## Data listing:
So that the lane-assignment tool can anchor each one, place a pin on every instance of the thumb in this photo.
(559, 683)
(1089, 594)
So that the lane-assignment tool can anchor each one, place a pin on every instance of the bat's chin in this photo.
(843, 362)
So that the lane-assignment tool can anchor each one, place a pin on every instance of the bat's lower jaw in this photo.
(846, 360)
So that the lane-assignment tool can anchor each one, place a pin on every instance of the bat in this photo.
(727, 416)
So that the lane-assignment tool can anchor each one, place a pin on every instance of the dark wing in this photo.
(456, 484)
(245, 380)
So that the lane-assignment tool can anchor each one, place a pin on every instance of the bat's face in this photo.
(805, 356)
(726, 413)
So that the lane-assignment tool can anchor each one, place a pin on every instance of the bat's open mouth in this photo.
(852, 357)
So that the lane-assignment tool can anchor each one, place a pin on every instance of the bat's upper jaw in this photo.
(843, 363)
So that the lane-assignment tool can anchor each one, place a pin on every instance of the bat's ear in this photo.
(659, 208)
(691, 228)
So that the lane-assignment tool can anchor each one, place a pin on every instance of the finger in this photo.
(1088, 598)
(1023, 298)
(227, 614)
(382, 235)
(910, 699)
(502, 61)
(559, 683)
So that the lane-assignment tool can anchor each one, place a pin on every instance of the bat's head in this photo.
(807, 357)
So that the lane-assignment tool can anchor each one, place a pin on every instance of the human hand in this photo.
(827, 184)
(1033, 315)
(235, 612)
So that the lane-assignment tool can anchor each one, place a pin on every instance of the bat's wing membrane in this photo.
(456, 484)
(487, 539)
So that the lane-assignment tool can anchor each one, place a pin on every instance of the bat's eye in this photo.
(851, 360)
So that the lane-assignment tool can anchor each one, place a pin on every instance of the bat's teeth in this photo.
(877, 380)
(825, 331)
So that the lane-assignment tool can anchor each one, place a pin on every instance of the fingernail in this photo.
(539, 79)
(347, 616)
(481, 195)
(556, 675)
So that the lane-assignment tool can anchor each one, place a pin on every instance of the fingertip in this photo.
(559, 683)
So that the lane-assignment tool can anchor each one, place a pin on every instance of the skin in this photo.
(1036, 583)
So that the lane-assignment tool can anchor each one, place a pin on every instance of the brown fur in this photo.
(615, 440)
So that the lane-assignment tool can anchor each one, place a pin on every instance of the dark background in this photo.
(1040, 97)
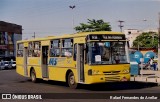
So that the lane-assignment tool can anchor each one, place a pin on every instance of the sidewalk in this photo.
(148, 76)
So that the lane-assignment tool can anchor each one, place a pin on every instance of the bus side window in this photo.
(75, 52)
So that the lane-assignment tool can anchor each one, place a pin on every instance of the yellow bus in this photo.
(85, 58)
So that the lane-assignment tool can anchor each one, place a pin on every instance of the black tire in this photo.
(71, 81)
(33, 76)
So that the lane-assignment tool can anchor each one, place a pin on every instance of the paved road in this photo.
(11, 82)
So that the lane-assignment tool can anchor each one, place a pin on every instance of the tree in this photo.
(93, 25)
(149, 39)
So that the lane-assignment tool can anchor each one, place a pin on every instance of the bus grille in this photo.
(111, 72)
(112, 78)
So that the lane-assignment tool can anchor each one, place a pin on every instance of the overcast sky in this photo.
(54, 17)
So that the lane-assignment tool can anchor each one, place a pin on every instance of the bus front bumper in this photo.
(92, 79)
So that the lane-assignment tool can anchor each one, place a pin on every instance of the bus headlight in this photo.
(94, 72)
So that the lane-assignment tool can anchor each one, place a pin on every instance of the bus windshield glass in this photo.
(107, 53)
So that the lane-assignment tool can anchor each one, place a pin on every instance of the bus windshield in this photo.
(107, 53)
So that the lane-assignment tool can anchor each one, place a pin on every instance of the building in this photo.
(9, 34)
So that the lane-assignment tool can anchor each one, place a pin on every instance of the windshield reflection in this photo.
(106, 53)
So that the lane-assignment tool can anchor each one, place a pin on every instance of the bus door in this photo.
(25, 61)
(80, 62)
(44, 60)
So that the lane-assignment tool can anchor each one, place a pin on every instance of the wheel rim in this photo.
(72, 82)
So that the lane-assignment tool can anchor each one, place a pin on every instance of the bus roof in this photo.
(80, 34)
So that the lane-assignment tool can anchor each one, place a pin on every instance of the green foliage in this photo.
(93, 25)
(149, 39)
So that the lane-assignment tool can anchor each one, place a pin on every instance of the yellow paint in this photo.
(58, 71)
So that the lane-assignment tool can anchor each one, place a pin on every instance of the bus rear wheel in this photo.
(71, 81)
(33, 76)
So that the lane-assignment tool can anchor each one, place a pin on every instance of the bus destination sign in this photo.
(106, 37)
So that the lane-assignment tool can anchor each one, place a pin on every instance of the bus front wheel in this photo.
(71, 81)
(33, 76)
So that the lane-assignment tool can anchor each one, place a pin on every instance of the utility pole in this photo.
(159, 43)
(120, 25)
(72, 7)
(34, 35)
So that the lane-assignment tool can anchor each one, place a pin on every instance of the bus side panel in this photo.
(19, 65)
(104, 73)
(59, 73)
(35, 62)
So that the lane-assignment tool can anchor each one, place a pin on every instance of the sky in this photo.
(54, 17)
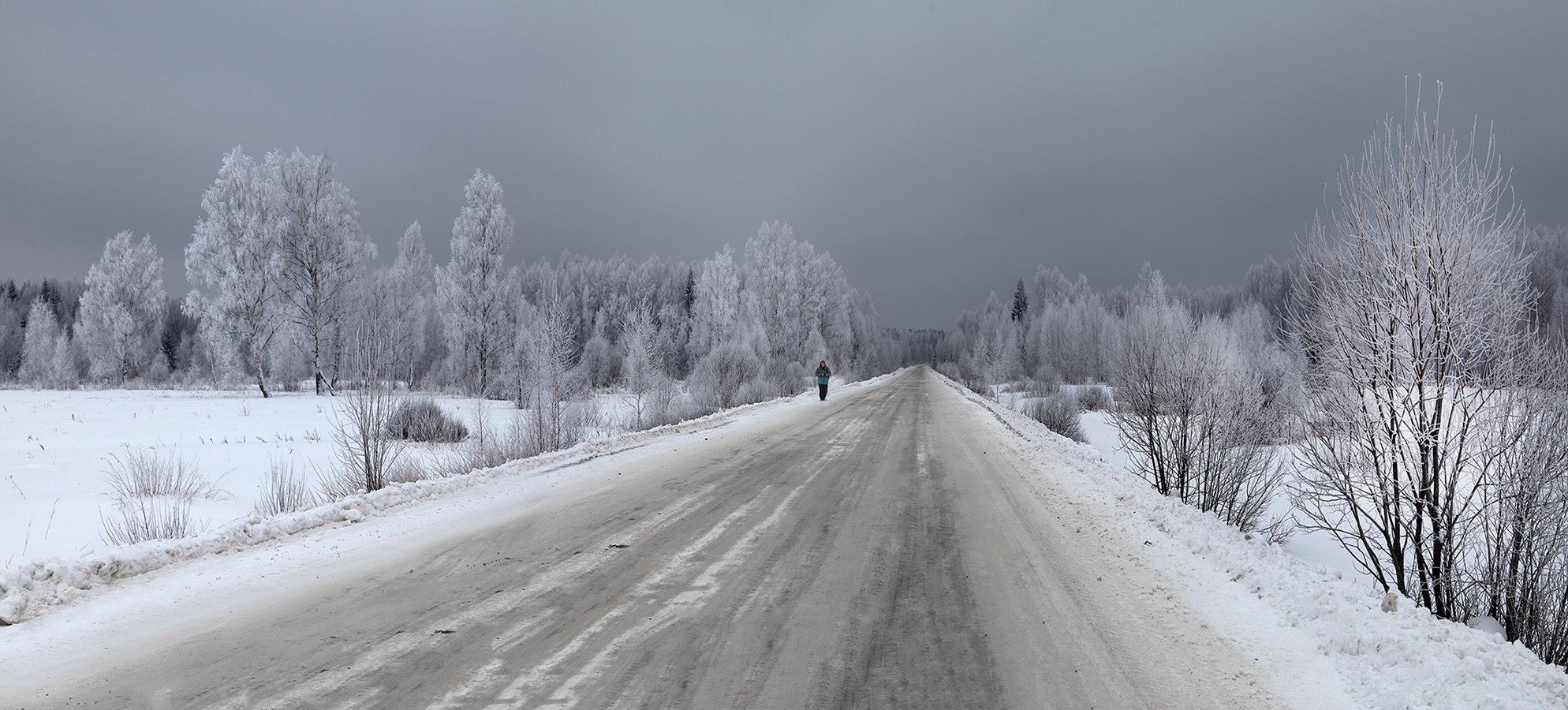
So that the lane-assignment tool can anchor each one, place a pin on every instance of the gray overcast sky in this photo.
(936, 151)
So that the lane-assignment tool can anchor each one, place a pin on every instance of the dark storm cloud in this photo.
(938, 151)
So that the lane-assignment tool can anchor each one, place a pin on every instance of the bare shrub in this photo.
(406, 471)
(1058, 413)
(152, 495)
(424, 420)
(488, 447)
(1190, 411)
(143, 519)
(722, 376)
(1095, 398)
(144, 473)
(364, 450)
(284, 491)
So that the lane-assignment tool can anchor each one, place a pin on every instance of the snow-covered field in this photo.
(1320, 630)
(55, 449)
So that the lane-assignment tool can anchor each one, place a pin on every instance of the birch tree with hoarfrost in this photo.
(322, 251)
(474, 289)
(1420, 306)
(123, 309)
(234, 254)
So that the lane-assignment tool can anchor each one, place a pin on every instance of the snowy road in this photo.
(882, 549)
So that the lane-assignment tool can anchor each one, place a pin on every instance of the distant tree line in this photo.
(284, 290)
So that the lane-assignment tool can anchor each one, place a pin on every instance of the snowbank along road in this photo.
(890, 547)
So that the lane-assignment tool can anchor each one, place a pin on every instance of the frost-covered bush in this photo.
(1058, 413)
(424, 420)
(719, 378)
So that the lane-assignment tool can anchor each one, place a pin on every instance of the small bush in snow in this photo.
(152, 495)
(1095, 398)
(144, 473)
(424, 420)
(284, 491)
(1058, 413)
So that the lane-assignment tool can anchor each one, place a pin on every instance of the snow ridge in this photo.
(1406, 659)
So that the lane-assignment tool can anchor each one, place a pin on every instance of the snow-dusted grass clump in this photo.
(1301, 613)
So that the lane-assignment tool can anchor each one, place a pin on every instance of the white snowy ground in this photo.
(1323, 637)
(55, 446)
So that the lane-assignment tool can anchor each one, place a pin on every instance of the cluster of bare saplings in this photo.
(1402, 381)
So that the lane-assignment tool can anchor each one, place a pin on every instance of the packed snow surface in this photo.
(1322, 633)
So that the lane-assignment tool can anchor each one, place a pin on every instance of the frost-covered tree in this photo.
(234, 254)
(39, 367)
(549, 379)
(642, 370)
(123, 309)
(1190, 414)
(322, 252)
(474, 289)
(1418, 309)
(398, 305)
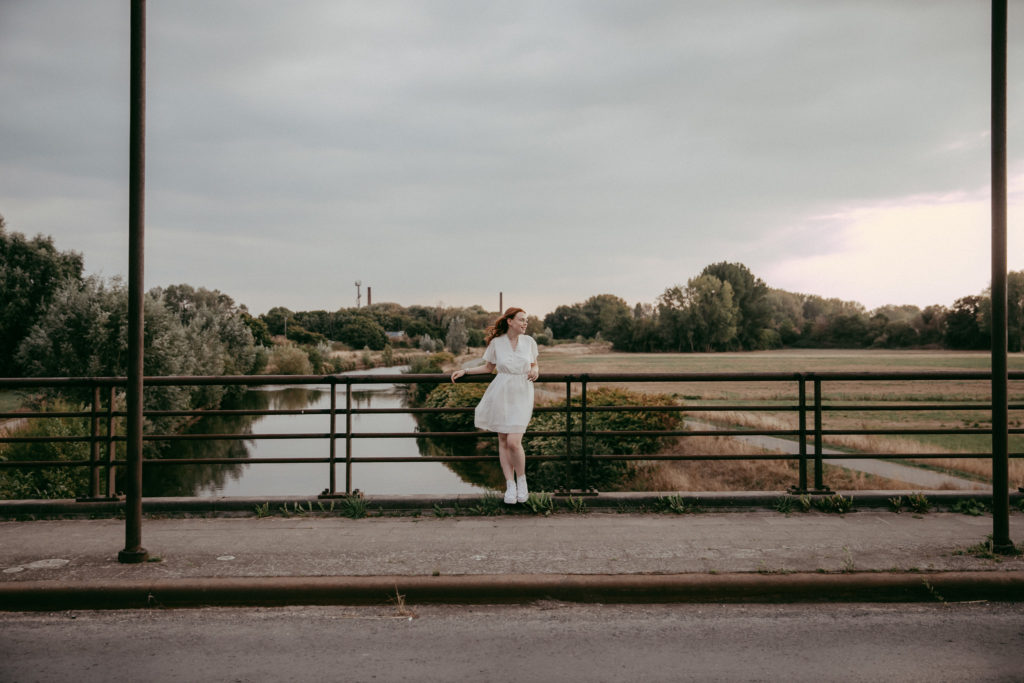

## Your objective:
Locate every line in the items above that contains the string "front", and copy each of those lines. Case counts.

## Final result:
So that the lane-assignment tool can anchor each one, place a pin on every instance of the bus front bumper in this photo.
So that the lane-assignment tool can anchor each one, place a pin on every instance of the bus front wheel in this photo.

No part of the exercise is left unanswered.